---------- DATA SUPPLIED ----------

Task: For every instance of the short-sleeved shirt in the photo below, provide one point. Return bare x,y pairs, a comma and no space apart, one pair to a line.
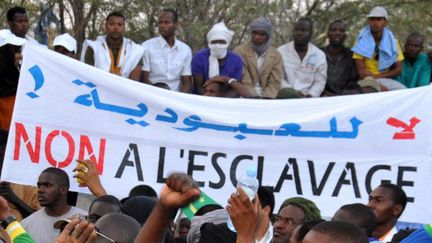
341,71
309,75
232,67
166,64
416,75
371,65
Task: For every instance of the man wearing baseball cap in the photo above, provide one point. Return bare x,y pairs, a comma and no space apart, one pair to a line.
377,52
10,59
65,44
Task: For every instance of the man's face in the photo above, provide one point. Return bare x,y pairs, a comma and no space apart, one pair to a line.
19,25
100,209
313,237
213,90
381,203
259,37
377,24
115,27
166,23
336,34
413,47
287,220
48,190
302,32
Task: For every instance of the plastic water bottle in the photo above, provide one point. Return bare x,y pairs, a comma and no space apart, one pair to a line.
249,183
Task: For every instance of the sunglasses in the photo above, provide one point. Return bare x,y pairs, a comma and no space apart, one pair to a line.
97,230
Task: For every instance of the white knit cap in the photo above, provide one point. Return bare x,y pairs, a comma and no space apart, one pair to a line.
220,32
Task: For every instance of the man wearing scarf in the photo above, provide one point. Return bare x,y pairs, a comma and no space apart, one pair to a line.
262,64
377,52
217,64
113,52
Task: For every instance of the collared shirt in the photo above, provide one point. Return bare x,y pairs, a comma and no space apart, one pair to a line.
371,65
166,64
268,235
341,71
416,75
309,75
232,67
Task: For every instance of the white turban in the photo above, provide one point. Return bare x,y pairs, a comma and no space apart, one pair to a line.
220,32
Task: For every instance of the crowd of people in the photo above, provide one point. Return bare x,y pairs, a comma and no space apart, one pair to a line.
255,69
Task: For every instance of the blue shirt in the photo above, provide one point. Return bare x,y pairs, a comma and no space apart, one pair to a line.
232,67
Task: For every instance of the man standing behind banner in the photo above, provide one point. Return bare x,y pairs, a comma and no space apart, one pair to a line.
216,63
305,65
262,64
113,52
166,59
377,52
18,23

----------

WHAT THE EXERCISE ASKS: Omit the pictures, then output every record exactly as given.

RESPONSE:
Task: For every instance of the short-sleeved shirt in the photo below, provide one point. Return bare x,y pairs, a comma and no space apart, one pair to a line.
341,71
309,75
232,67
166,64
416,75
371,65
Task: For every instance of the man wearing baseball cap in the photo above, provide one point. Return bare x,y pairs, a comma and no space apart, one pair to a line.
377,52
10,59
65,44
Task: For every instance of the man's face in the photo above, provide one point. Return bare x,y pairs, a comma and no space apart, one pair to a line.
19,25
100,209
313,237
213,90
381,203
259,37
377,24
115,27
166,23
336,34
413,47
287,220
48,190
302,32
Task: For every instance of the plastic water bottle in the photo above, provide one point. Return bare x,y pairs, a comma and no space apart, one pair to a line.
249,183
Task: For every instance of the sunglasses in the photo above, provide one point. Return bare x,y pairs, a comma and no space apart, one pair to a line.
97,230
Task: For every instance of the white knit cap in the photo above, provide one point. Return bare x,y pairs, a comma and no space apart, one pair to a line.
220,32
Task: For every instance of the man wearing scarf in the photo above, provide one point. Return bare x,y pairs, a comma and no space apart, one pair to a line.
262,64
377,52
217,64
113,52
Task: For every instance of the collared shirt in the photo above, provide one point. Return bare x,y pairs, a comma and no space apart, one pair to a line.
371,65
166,64
268,235
341,71
416,75
309,75
232,67
Task: For every instance of the white turban in the photo above, provide one point. Return bare x,y pairs, a comma and no space apart, one pair to a line.
220,32
Task: For every instance of the crowd of people in the photo above, provide one point. Return bare x,y pairs, a comma and no space apart, one pair to a line.
255,69
Task: For every instance of the blue shirt in the photo above, provide one point. Return bare x,y pairs, a comma and no space apart, one pair to a line.
232,67
Task: For every instance of the man standing behind banner in the photo above, provide one point. Return bare x,y pairs, a comma and no space apart, one pair to a line.
216,63
305,65
262,64
113,52
166,59
377,52
18,23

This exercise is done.